### Your instructions
Lines from the one containing "of the lens" through the end of the data are to be returned exactly, and no others.

:: Supplied material

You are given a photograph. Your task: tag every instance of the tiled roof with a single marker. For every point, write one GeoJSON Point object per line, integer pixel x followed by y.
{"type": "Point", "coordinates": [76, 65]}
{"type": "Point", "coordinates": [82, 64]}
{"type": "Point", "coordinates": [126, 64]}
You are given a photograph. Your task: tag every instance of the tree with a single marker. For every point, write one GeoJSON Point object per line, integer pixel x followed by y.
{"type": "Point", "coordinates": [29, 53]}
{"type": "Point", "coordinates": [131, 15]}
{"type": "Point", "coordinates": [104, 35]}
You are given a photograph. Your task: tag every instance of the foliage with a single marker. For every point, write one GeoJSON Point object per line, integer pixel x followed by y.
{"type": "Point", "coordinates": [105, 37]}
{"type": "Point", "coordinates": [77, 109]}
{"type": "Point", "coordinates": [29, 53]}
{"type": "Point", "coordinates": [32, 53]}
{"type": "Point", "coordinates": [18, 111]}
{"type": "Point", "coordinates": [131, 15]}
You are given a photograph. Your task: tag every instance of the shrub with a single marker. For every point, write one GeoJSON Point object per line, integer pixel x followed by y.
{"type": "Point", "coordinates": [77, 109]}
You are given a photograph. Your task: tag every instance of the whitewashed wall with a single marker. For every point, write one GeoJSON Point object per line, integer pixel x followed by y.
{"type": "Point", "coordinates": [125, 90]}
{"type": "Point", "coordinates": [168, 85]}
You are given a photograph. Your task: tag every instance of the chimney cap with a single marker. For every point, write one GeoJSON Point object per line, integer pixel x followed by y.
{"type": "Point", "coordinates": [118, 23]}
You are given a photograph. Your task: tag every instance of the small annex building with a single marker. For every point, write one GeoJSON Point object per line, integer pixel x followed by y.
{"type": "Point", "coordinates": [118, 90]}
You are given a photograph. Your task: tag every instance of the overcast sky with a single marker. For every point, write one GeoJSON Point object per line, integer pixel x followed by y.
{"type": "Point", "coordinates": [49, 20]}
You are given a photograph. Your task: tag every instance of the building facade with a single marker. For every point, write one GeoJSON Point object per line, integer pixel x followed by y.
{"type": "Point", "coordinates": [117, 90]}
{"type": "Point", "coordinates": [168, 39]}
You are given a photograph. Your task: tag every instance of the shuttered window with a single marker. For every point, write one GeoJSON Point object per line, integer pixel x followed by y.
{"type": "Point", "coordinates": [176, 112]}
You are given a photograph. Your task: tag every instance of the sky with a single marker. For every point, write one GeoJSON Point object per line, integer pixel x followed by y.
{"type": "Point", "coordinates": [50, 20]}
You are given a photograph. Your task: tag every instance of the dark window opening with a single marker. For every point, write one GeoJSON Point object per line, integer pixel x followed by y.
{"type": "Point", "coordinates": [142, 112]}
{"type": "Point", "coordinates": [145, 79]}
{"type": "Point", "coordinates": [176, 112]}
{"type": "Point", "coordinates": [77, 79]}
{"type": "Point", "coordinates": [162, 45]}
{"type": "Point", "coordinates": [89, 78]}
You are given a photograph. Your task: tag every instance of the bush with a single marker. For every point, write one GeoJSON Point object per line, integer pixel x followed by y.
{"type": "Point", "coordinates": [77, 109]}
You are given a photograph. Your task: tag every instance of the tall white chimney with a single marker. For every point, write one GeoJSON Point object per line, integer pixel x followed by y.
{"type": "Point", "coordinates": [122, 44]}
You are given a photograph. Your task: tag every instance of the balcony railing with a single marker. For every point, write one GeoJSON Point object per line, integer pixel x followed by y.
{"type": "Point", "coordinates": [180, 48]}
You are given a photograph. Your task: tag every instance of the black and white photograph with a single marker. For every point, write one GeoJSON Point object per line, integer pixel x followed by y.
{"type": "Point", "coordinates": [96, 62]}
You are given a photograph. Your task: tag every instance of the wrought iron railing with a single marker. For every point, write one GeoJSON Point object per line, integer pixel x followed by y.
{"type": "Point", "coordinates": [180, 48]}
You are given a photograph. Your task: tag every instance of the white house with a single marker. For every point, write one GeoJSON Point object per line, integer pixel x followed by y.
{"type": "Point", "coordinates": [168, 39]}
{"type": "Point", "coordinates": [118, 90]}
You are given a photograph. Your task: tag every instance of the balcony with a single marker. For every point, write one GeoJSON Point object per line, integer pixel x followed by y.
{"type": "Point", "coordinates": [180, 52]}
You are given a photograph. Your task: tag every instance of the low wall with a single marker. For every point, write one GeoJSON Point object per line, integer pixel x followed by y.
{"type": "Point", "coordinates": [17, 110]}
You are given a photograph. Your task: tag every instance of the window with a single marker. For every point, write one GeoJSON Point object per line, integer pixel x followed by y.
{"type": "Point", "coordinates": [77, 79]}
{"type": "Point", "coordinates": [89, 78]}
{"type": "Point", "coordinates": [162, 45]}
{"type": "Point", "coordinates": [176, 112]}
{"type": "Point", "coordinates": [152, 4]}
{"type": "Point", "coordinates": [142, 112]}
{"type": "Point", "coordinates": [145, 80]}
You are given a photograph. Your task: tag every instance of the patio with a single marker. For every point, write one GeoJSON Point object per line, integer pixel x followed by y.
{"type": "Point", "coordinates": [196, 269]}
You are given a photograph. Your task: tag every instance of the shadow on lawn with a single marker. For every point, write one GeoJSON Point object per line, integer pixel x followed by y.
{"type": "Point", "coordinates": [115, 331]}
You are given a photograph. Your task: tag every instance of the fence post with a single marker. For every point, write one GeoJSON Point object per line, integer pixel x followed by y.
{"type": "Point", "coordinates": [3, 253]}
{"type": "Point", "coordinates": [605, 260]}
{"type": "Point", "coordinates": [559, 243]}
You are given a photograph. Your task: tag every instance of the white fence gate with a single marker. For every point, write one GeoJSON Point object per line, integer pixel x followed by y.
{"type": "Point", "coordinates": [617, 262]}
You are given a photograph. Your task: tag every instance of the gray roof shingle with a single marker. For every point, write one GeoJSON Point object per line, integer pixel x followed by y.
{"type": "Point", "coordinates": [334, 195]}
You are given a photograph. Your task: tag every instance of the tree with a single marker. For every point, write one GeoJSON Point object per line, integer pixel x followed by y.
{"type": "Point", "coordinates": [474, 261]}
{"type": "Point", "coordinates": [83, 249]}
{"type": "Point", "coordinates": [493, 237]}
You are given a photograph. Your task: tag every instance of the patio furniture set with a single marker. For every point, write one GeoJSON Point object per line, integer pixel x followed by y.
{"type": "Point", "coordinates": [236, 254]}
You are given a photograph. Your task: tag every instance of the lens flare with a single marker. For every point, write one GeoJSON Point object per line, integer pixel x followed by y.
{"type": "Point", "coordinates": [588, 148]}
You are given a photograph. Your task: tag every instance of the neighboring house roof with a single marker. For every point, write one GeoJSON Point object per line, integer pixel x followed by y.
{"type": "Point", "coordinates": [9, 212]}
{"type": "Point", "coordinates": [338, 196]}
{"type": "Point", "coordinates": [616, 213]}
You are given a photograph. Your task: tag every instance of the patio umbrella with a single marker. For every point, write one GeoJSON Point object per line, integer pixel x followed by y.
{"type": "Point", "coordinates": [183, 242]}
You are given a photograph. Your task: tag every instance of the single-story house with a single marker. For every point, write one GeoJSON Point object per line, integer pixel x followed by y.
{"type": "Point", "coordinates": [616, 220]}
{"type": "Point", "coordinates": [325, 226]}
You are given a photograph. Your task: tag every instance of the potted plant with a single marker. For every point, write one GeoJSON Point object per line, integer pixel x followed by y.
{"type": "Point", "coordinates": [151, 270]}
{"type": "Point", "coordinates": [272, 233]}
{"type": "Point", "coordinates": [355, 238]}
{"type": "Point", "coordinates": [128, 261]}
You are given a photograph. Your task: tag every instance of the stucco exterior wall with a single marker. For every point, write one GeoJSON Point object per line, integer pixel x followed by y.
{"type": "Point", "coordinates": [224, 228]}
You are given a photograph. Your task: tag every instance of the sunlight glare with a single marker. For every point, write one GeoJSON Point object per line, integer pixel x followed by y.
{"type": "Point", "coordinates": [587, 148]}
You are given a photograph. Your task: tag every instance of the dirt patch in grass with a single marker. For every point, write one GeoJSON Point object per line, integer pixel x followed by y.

::::

### Worked solution
You are given a photograph. Your task: tag every instance of the lens flare with a single marker. For every point, write one GeoJSON Point object per line, integer pixel x followed by y.
{"type": "Point", "coordinates": [588, 148]}
You are given a photograph. Your task: tag every instance of the neighboring house roof with a single marker. For every point, write one GeoJSON Point object per line, integer pixel x followed by y.
{"type": "Point", "coordinates": [9, 212]}
{"type": "Point", "coordinates": [338, 196]}
{"type": "Point", "coordinates": [616, 213]}
You are given a photograph. Your task: tag every instance of the patio umbrella with a single marker. For every point, write one GeoJSON Point object per line, integer pixel x followed by y.
{"type": "Point", "coordinates": [183, 242]}
You are given a photograph. Your task: tag every instance of the single-story house with a single marker. For every point, write one GeoJSON Point object per line, integer pixel x followed by y.
{"type": "Point", "coordinates": [616, 220]}
{"type": "Point", "coordinates": [325, 226]}
You are given a photograph. Your task: tag every instance of the potted plant with a single marker. For every point, write one GeoJSON Point object per line, integer pixel x followed by y.
{"type": "Point", "coordinates": [151, 270]}
{"type": "Point", "coordinates": [272, 233]}
{"type": "Point", "coordinates": [355, 238]}
{"type": "Point", "coordinates": [128, 261]}
You are given a photograph. Your task: tag every instance of the stucco exterior wall with a single marker. For every point, write one GeoJSON Point object per line, integer pixel x followed by y.
{"type": "Point", "coordinates": [224, 228]}
You are given a photograph. Your task: tag every instance of the sunlight glare with a single marker. For every point, write one GeoJSON Point object per line, integer pixel x followed by y.
{"type": "Point", "coordinates": [587, 148]}
You are given a photograph. Your task: tag every instance of the dirt patch in grass with a single marker. For every point, write one GeoJSON Point object per line, integer pixel x followed by y.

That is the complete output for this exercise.